**Written instruction**
Copy out word for word the records from the line containing "Task: each instance of the woman's neck" through the line containing "[[514, 238]]", and include nothing else.

**Given information**
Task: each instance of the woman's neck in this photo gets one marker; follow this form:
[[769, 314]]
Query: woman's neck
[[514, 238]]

==

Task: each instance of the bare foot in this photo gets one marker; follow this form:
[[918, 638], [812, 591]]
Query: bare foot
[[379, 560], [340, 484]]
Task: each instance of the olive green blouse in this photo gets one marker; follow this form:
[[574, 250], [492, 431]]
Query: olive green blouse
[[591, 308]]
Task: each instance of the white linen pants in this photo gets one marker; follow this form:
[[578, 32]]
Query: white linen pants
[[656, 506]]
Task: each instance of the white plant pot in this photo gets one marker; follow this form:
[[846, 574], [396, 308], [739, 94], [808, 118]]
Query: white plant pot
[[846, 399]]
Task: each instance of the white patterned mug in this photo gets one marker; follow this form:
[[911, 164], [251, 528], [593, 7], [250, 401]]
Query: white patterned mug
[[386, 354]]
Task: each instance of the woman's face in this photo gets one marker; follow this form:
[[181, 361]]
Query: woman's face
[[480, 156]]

---

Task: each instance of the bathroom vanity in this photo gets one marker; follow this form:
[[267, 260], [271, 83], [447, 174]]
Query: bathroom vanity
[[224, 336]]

**Final result**
Task: each instance of the woman's neck in this photo gets one marker; follow this form:
[[769, 314]]
Query: woman's neck
[[514, 238]]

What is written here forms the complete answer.